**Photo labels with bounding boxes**
━━━━━━
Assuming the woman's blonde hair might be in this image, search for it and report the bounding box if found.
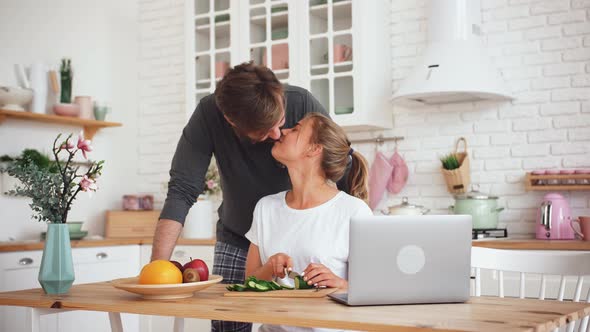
[305,113,369,201]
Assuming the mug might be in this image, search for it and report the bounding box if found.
[570,216,590,241]
[74,96,92,119]
[334,44,352,63]
[215,61,229,78]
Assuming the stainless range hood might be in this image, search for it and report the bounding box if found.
[393,0,513,106]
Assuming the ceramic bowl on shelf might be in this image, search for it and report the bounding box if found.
[111,274,223,300]
[0,86,33,111]
[53,103,80,117]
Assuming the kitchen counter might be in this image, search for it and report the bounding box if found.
[0,238,216,252]
[472,239,590,251]
[0,238,590,252]
[0,282,590,332]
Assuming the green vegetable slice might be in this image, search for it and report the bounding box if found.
[295,276,313,289]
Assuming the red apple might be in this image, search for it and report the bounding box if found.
[170,261,184,272]
[182,267,201,282]
[183,257,209,281]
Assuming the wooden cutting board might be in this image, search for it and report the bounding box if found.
[223,288,338,298]
[105,210,160,238]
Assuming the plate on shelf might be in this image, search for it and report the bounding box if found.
[111,274,223,300]
[41,231,88,241]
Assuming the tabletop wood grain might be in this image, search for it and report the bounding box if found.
[0,283,590,331]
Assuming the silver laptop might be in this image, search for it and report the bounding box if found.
[330,215,471,305]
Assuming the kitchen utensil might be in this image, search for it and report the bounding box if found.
[0,86,34,111]
[382,197,430,216]
[449,185,504,229]
[441,137,471,195]
[537,193,575,240]
[223,288,338,298]
[111,274,223,300]
[571,216,590,241]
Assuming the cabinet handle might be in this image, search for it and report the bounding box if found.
[18,257,33,265]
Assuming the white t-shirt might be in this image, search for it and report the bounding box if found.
[246,191,373,331]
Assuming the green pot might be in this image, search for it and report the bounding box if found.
[39,224,74,294]
[449,185,504,229]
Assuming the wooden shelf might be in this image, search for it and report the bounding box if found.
[525,173,590,191]
[0,110,122,139]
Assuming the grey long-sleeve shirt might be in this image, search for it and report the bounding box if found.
[160,85,352,249]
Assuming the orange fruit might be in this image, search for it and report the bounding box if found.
[139,260,182,285]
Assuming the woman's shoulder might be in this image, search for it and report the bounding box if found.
[256,191,287,207]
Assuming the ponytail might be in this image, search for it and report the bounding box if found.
[346,151,369,201]
[306,113,369,202]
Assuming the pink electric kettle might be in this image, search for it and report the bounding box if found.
[537,193,575,240]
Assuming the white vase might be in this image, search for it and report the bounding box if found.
[182,198,213,239]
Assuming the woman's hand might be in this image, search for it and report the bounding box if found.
[266,252,293,278]
[302,263,348,289]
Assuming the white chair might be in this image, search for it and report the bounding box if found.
[471,247,590,332]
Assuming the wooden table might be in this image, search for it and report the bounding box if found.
[0,282,590,331]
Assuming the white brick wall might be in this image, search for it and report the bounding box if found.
[358,0,590,239]
[138,0,590,239]
[138,0,188,207]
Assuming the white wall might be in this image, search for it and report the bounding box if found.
[0,0,139,241]
[139,0,590,236]
[352,0,590,235]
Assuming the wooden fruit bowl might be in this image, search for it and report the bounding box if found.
[111,274,223,300]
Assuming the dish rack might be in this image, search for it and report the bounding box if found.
[525,170,590,191]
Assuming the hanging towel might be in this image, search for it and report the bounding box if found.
[387,150,409,194]
[369,151,393,210]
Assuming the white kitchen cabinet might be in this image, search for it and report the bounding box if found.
[186,0,393,131]
[0,250,57,332]
[0,245,140,332]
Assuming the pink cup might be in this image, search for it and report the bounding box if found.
[215,61,229,78]
[334,44,352,63]
[570,216,590,241]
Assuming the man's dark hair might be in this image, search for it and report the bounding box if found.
[215,62,285,136]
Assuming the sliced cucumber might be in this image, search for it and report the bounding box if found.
[295,276,313,289]
[256,283,272,292]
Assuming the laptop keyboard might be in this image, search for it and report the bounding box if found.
[330,293,348,302]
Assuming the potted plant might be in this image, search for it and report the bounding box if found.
[182,160,221,239]
[5,133,104,294]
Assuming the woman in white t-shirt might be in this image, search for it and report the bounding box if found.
[246,113,372,331]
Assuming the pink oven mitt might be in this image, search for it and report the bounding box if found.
[387,150,409,194]
[369,152,393,210]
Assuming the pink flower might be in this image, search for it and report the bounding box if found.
[78,131,92,159]
[80,175,98,191]
[59,140,75,150]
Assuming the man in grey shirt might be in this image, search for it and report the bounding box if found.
[152,63,342,331]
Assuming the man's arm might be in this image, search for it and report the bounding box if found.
[151,103,213,260]
[150,219,182,261]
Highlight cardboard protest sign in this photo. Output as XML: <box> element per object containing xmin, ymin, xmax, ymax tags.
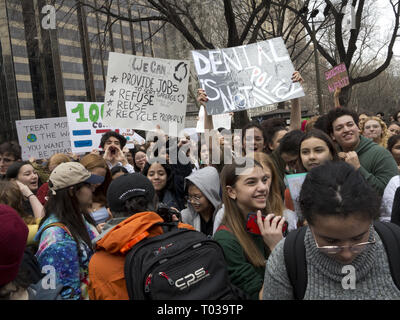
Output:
<box><xmin>325</xmin><ymin>63</ymin><xmax>350</xmax><ymax>92</ymax></box>
<box><xmin>103</xmin><ymin>52</ymin><xmax>189</xmax><ymax>136</ymax></box>
<box><xmin>192</xmin><ymin>38</ymin><xmax>304</xmax><ymax>114</ymax></box>
<box><xmin>15</xmin><ymin>117</ymin><xmax>71</xmax><ymax>161</ymax></box>
<box><xmin>65</xmin><ymin>101</ymin><xmax>144</xmax><ymax>153</ymax></box>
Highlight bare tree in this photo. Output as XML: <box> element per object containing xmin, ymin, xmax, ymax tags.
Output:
<box><xmin>57</xmin><ymin>0</ymin><xmax>310</xmax><ymax>127</ymax></box>
<box><xmin>273</xmin><ymin>0</ymin><xmax>400</xmax><ymax>105</ymax></box>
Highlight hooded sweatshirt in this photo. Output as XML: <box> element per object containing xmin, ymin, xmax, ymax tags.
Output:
<box><xmin>89</xmin><ymin>212</ymin><xmax>193</xmax><ymax>300</ymax></box>
<box><xmin>181</xmin><ymin>167</ymin><xmax>222</xmax><ymax>231</ymax></box>
<box><xmin>354</xmin><ymin>136</ymin><xmax>399</xmax><ymax>195</ymax></box>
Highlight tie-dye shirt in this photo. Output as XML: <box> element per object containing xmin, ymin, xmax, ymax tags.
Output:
<box><xmin>35</xmin><ymin>215</ymin><xmax>98</xmax><ymax>300</ymax></box>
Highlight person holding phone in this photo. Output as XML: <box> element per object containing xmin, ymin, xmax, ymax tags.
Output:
<box><xmin>100</xmin><ymin>131</ymin><xmax>135</xmax><ymax>173</ymax></box>
<box><xmin>214</xmin><ymin>158</ymin><xmax>285</xmax><ymax>299</ymax></box>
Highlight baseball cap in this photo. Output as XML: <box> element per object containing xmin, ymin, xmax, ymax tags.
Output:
<box><xmin>107</xmin><ymin>173</ymin><xmax>155</xmax><ymax>212</ymax></box>
<box><xmin>0</xmin><ymin>204</ymin><xmax>29</xmax><ymax>286</ymax></box>
<box><xmin>49</xmin><ymin>162</ymin><xmax>104</xmax><ymax>193</ymax></box>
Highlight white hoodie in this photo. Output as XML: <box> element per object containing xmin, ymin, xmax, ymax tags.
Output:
<box><xmin>181</xmin><ymin>167</ymin><xmax>222</xmax><ymax>231</ymax></box>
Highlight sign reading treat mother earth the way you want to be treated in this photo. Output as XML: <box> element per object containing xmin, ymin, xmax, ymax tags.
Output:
<box><xmin>15</xmin><ymin>117</ymin><xmax>71</xmax><ymax>161</ymax></box>
<box><xmin>103</xmin><ymin>52</ymin><xmax>190</xmax><ymax>136</ymax></box>
<box><xmin>192</xmin><ymin>38</ymin><xmax>304</xmax><ymax>114</ymax></box>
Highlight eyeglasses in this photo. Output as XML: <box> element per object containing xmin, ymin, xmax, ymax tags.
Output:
<box><xmin>185</xmin><ymin>196</ymin><xmax>202</xmax><ymax>204</ymax></box>
<box><xmin>313</xmin><ymin>231</ymin><xmax>376</xmax><ymax>255</ymax></box>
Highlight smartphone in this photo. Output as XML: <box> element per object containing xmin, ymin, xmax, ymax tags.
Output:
<box><xmin>108</xmin><ymin>146</ymin><xmax>117</xmax><ymax>155</ymax></box>
<box><xmin>246</xmin><ymin>212</ymin><xmax>288</xmax><ymax>237</ymax></box>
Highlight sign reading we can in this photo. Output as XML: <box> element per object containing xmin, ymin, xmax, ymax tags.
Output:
<box><xmin>325</xmin><ymin>63</ymin><xmax>350</xmax><ymax>92</ymax></box>
<box><xmin>15</xmin><ymin>117</ymin><xmax>71</xmax><ymax>161</ymax></box>
<box><xmin>192</xmin><ymin>38</ymin><xmax>304</xmax><ymax>114</ymax></box>
<box><xmin>104</xmin><ymin>52</ymin><xmax>189</xmax><ymax>136</ymax></box>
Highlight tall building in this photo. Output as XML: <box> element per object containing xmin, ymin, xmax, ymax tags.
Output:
<box><xmin>0</xmin><ymin>0</ymin><xmax>165</xmax><ymax>141</ymax></box>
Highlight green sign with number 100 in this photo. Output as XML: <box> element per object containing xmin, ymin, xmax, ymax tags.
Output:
<box><xmin>71</xmin><ymin>103</ymin><xmax>104</xmax><ymax>122</ymax></box>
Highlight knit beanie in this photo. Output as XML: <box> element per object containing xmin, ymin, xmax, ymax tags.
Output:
<box><xmin>0</xmin><ymin>204</ymin><xmax>29</xmax><ymax>286</ymax></box>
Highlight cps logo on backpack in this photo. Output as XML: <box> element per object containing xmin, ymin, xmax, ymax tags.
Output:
<box><xmin>175</xmin><ymin>268</ymin><xmax>210</xmax><ymax>290</ymax></box>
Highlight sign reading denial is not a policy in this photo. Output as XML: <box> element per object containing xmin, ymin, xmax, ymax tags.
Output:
<box><xmin>15</xmin><ymin>117</ymin><xmax>71</xmax><ymax>161</ymax></box>
<box><xmin>192</xmin><ymin>38</ymin><xmax>304</xmax><ymax>114</ymax></box>
<box><xmin>103</xmin><ymin>52</ymin><xmax>189</xmax><ymax>136</ymax></box>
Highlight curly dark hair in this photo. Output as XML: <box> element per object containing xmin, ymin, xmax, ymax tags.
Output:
<box><xmin>299</xmin><ymin>161</ymin><xmax>380</xmax><ymax>225</ymax></box>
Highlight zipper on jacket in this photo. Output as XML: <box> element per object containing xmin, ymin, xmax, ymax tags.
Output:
<box><xmin>158</xmin><ymin>272</ymin><xmax>175</xmax><ymax>286</ymax></box>
<box><xmin>144</xmin><ymin>273</ymin><xmax>153</xmax><ymax>293</ymax></box>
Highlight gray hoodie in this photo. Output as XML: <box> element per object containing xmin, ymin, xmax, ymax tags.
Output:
<box><xmin>181</xmin><ymin>167</ymin><xmax>221</xmax><ymax>231</ymax></box>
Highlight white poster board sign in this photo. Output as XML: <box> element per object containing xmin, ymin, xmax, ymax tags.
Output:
<box><xmin>103</xmin><ymin>52</ymin><xmax>189</xmax><ymax>136</ymax></box>
<box><xmin>15</xmin><ymin>117</ymin><xmax>71</xmax><ymax>161</ymax></box>
<box><xmin>192</xmin><ymin>37</ymin><xmax>304</xmax><ymax>114</ymax></box>
<box><xmin>65</xmin><ymin>101</ymin><xmax>144</xmax><ymax>153</ymax></box>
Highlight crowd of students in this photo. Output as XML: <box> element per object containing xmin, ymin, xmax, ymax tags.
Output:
<box><xmin>0</xmin><ymin>78</ymin><xmax>400</xmax><ymax>300</ymax></box>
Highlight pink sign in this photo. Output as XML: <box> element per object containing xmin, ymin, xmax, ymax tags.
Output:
<box><xmin>325</xmin><ymin>63</ymin><xmax>350</xmax><ymax>92</ymax></box>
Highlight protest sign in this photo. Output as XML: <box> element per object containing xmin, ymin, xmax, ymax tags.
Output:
<box><xmin>325</xmin><ymin>63</ymin><xmax>350</xmax><ymax>92</ymax></box>
<box><xmin>192</xmin><ymin>38</ymin><xmax>304</xmax><ymax>114</ymax></box>
<box><xmin>103</xmin><ymin>52</ymin><xmax>189</xmax><ymax>136</ymax></box>
<box><xmin>65</xmin><ymin>101</ymin><xmax>144</xmax><ymax>153</ymax></box>
<box><xmin>15</xmin><ymin>117</ymin><xmax>71</xmax><ymax>161</ymax></box>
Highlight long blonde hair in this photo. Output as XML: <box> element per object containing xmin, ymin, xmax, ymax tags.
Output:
<box><xmin>221</xmin><ymin>161</ymin><xmax>267</xmax><ymax>267</ymax></box>
<box><xmin>252</xmin><ymin>152</ymin><xmax>285</xmax><ymax>216</ymax></box>
<box><xmin>358</xmin><ymin>116</ymin><xmax>389</xmax><ymax>148</ymax></box>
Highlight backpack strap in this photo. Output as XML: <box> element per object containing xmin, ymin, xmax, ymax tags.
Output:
<box><xmin>155</xmin><ymin>221</ymin><xmax>179</xmax><ymax>233</ymax></box>
<box><xmin>41</xmin><ymin>222</ymin><xmax>73</xmax><ymax>238</ymax></box>
<box><xmin>283</xmin><ymin>227</ymin><xmax>307</xmax><ymax>300</ymax></box>
<box><xmin>374</xmin><ymin>221</ymin><xmax>400</xmax><ymax>290</ymax></box>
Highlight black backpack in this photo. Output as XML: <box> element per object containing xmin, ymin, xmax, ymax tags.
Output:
<box><xmin>124</xmin><ymin>222</ymin><xmax>240</xmax><ymax>300</ymax></box>
<box><xmin>283</xmin><ymin>221</ymin><xmax>400</xmax><ymax>300</ymax></box>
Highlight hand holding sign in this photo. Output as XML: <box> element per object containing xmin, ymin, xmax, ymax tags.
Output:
<box><xmin>192</xmin><ymin>38</ymin><xmax>304</xmax><ymax>115</ymax></box>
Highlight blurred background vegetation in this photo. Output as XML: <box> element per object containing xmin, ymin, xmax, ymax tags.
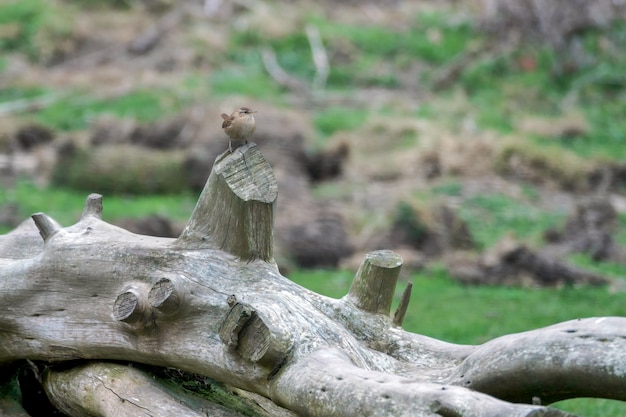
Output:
<box><xmin>0</xmin><ymin>0</ymin><xmax>626</xmax><ymax>416</ymax></box>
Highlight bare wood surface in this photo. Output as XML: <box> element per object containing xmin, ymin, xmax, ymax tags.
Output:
<box><xmin>0</xmin><ymin>144</ymin><xmax>626</xmax><ymax>417</ymax></box>
<box><xmin>44</xmin><ymin>362</ymin><xmax>245</xmax><ymax>417</ymax></box>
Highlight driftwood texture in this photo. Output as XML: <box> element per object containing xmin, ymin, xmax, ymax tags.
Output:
<box><xmin>0</xmin><ymin>144</ymin><xmax>626</xmax><ymax>417</ymax></box>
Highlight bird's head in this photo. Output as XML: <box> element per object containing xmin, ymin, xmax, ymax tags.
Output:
<box><xmin>238</xmin><ymin>107</ymin><xmax>257</xmax><ymax>116</ymax></box>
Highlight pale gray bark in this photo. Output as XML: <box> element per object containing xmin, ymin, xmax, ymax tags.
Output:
<box><xmin>0</xmin><ymin>144</ymin><xmax>626</xmax><ymax>416</ymax></box>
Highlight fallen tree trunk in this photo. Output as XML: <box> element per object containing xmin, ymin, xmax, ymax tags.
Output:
<box><xmin>0</xmin><ymin>144</ymin><xmax>626</xmax><ymax>416</ymax></box>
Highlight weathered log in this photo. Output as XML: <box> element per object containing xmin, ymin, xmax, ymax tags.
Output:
<box><xmin>44</xmin><ymin>362</ymin><xmax>244</xmax><ymax>417</ymax></box>
<box><xmin>0</xmin><ymin>144</ymin><xmax>626</xmax><ymax>417</ymax></box>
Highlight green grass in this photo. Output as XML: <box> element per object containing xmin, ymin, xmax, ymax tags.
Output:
<box><xmin>313</xmin><ymin>107</ymin><xmax>367</xmax><ymax>136</ymax></box>
<box><xmin>290</xmin><ymin>268</ymin><xmax>626</xmax><ymax>417</ymax></box>
<box><xmin>0</xmin><ymin>181</ymin><xmax>198</xmax><ymax>233</ymax></box>
<box><xmin>35</xmin><ymin>89</ymin><xmax>187</xmax><ymax>131</ymax></box>
<box><xmin>460</xmin><ymin>194</ymin><xmax>564</xmax><ymax>248</ymax></box>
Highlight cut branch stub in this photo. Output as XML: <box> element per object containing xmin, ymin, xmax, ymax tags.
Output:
<box><xmin>113</xmin><ymin>288</ymin><xmax>148</xmax><ymax>324</ymax></box>
<box><xmin>148</xmin><ymin>278</ymin><xmax>182</xmax><ymax>315</ymax></box>
<box><xmin>346</xmin><ymin>250</ymin><xmax>402</xmax><ymax>315</ymax></box>
<box><xmin>31</xmin><ymin>213</ymin><xmax>61</xmax><ymax>242</ymax></box>
<box><xmin>80</xmin><ymin>193</ymin><xmax>102</xmax><ymax>219</ymax></box>
<box><xmin>178</xmin><ymin>143</ymin><xmax>278</xmax><ymax>261</ymax></box>
<box><xmin>219</xmin><ymin>303</ymin><xmax>290</xmax><ymax>368</ymax></box>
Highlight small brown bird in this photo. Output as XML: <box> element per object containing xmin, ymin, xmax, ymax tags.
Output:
<box><xmin>222</xmin><ymin>107</ymin><xmax>256</xmax><ymax>152</ymax></box>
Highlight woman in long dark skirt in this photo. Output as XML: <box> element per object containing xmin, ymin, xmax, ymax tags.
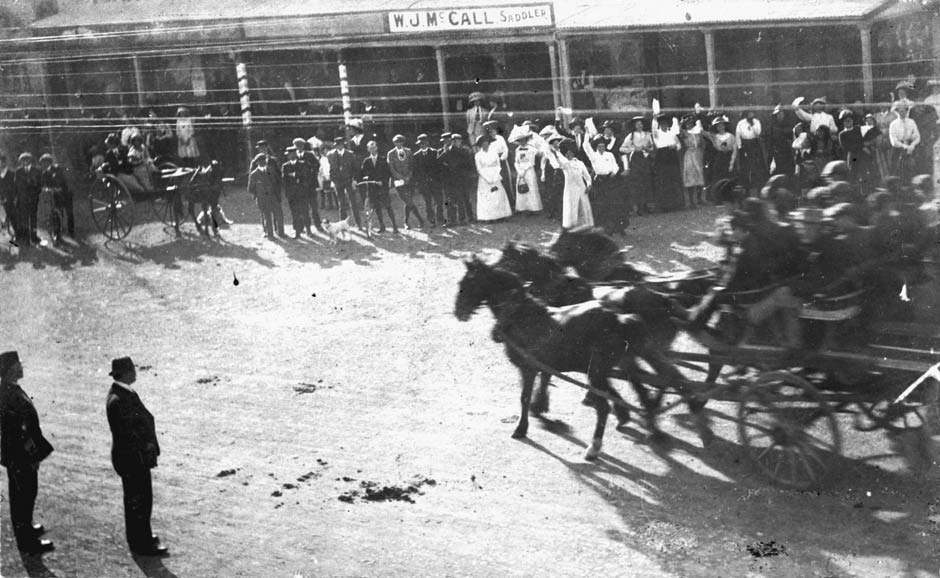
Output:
<box><xmin>620</xmin><ymin>116</ymin><xmax>656</xmax><ymax>215</ymax></box>
<box><xmin>702</xmin><ymin>116</ymin><xmax>738</xmax><ymax>191</ymax></box>
<box><xmin>653</xmin><ymin>115</ymin><xmax>685</xmax><ymax>212</ymax></box>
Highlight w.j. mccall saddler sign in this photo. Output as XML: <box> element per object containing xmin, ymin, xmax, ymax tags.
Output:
<box><xmin>388</xmin><ymin>4</ymin><xmax>552</xmax><ymax>32</ymax></box>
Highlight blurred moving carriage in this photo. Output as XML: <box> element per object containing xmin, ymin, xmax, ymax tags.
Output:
<box><xmin>478</xmin><ymin>227</ymin><xmax>940</xmax><ymax>489</ymax></box>
<box><xmin>88</xmin><ymin>159</ymin><xmax>234</xmax><ymax>241</ymax></box>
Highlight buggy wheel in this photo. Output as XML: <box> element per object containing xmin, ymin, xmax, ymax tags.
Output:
<box><xmin>88</xmin><ymin>175</ymin><xmax>134</xmax><ymax>241</ymax></box>
<box><xmin>738</xmin><ymin>371</ymin><xmax>842</xmax><ymax>489</ymax></box>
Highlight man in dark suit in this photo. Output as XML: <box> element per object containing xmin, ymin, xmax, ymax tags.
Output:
<box><xmin>0</xmin><ymin>351</ymin><xmax>55</xmax><ymax>554</ymax></box>
<box><xmin>0</xmin><ymin>153</ymin><xmax>16</xmax><ymax>241</ymax></box>
<box><xmin>281</xmin><ymin>147</ymin><xmax>312</xmax><ymax>239</ymax></box>
<box><xmin>359</xmin><ymin>140</ymin><xmax>398</xmax><ymax>234</ymax></box>
<box><xmin>39</xmin><ymin>153</ymin><xmax>75</xmax><ymax>243</ymax></box>
<box><xmin>414</xmin><ymin>134</ymin><xmax>444</xmax><ymax>228</ymax></box>
<box><xmin>13</xmin><ymin>153</ymin><xmax>42</xmax><ymax>247</ymax></box>
<box><xmin>293</xmin><ymin>137</ymin><xmax>323</xmax><ymax>236</ymax></box>
<box><xmin>438</xmin><ymin>133</ymin><xmax>476</xmax><ymax>227</ymax></box>
<box><xmin>326</xmin><ymin>136</ymin><xmax>362</xmax><ymax>230</ymax></box>
<box><xmin>107</xmin><ymin>357</ymin><xmax>168</xmax><ymax>556</ymax></box>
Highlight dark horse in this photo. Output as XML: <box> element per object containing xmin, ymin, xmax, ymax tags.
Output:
<box><xmin>454</xmin><ymin>257</ymin><xmax>646</xmax><ymax>460</ymax></box>
<box><xmin>496</xmin><ymin>238</ymin><xmax>710</xmax><ymax>440</ymax></box>
<box><xmin>549</xmin><ymin>226</ymin><xmax>646</xmax><ymax>283</ymax></box>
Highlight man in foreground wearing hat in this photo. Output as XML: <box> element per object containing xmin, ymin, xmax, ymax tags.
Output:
<box><xmin>39</xmin><ymin>153</ymin><xmax>75</xmax><ymax>243</ymax></box>
<box><xmin>0</xmin><ymin>351</ymin><xmax>54</xmax><ymax>554</ymax></box>
<box><xmin>106</xmin><ymin>357</ymin><xmax>168</xmax><ymax>556</ymax></box>
<box><xmin>248</xmin><ymin>152</ymin><xmax>284</xmax><ymax>239</ymax></box>
<box><xmin>438</xmin><ymin>132</ymin><xmax>477</xmax><ymax>227</ymax></box>
<box><xmin>326</xmin><ymin>136</ymin><xmax>362</xmax><ymax>230</ymax></box>
<box><xmin>359</xmin><ymin>140</ymin><xmax>398</xmax><ymax>235</ymax></box>
<box><xmin>414</xmin><ymin>134</ymin><xmax>444</xmax><ymax>228</ymax></box>
<box><xmin>13</xmin><ymin>153</ymin><xmax>42</xmax><ymax>247</ymax></box>
<box><xmin>281</xmin><ymin>146</ymin><xmax>313</xmax><ymax>239</ymax></box>
<box><xmin>793</xmin><ymin>96</ymin><xmax>839</xmax><ymax>135</ymax></box>
<box><xmin>293</xmin><ymin>137</ymin><xmax>323</xmax><ymax>236</ymax></box>
<box><xmin>385</xmin><ymin>134</ymin><xmax>424</xmax><ymax>229</ymax></box>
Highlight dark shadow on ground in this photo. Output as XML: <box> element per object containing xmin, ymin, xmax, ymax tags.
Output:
<box><xmin>525</xmin><ymin>402</ymin><xmax>940</xmax><ymax>577</ymax></box>
<box><xmin>134</xmin><ymin>554</ymin><xmax>179</xmax><ymax>578</ymax></box>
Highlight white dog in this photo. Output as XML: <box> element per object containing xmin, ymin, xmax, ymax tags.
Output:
<box><xmin>323</xmin><ymin>215</ymin><xmax>352</xmax><ymax>245</ymax></box>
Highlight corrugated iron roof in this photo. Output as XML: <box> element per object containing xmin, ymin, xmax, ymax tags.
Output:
<box><xmin>32</xmin><ymin>0</ymin><xmax>895</xmax><ymax>31</ymax></box>
<box><xmin>555</xmin><ymin>0</ymin><xmax>895</xmax><ymax>31</ymax></box>
<box><xmin>33</xmin><ymin>0</ymin><xmax>552</xmax><ymax>29</ymax></box>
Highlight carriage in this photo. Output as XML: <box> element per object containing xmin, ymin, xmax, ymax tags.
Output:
<box><xmin>88</xmin><ymin>160</ymin><xmax>233</xmax><ymax>241</ymax></box>
<box><xmin>455</xmin><ymin>232</ymin><xmax>940</xmax><ymax>489</ymax></box>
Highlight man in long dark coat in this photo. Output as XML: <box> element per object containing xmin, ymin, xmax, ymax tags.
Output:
<box><xmin>107</xmin><ymin>357</ymin><xmax>168</xmax><ymax>556</ymax></box>
<box><xmin>0</xmin><ymin>351</ymin><xmax>54</xmax><ymax>554</ymax></box>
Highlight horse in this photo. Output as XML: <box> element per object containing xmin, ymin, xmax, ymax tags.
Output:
<box><xmin>549</xmin><ymin>226</ymin><xmax>646</xmax><ymax>284</ymax></box>
<box><xmin>454</xmin><ymin>256</ymin><xmax>646</xmax><ymax>460</ymax></box>
<box><xmin>495</xmin><ymin>241</ymin><xmax>709</xmax><ymax>439</ymax></box>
━━━━━━
**TASK GOAL**
Rewrite the rows from the first line through the line that contains "[53,103,80,117]", both included, keeping every request. Scale each bounding-box coordinate in the answers by 1.65, round to the nearest whole number with halves going up, and omit the pictures.

**SOLVED EXERCISE**
Assuming the woman's blonde hair might be in this image, search for it and report the bounding box if found.
[503,186,609,332]
Assuming the mug might be in this image, search for it and report the bounding box if found.
[941,356,974,398]
[122,158,152,196]
[551,73,581,104]
[355,101,378,129]
Assuming the stainless range hood might be in this image, search for it and report the bounding box if found.
[648,0,846,175]
Assuming the ceramic bowl on shelf might be in this image, search for it and report the bounding box if found.
[183,452,368,495]
[0,142,54,183]
[87,170,132,193]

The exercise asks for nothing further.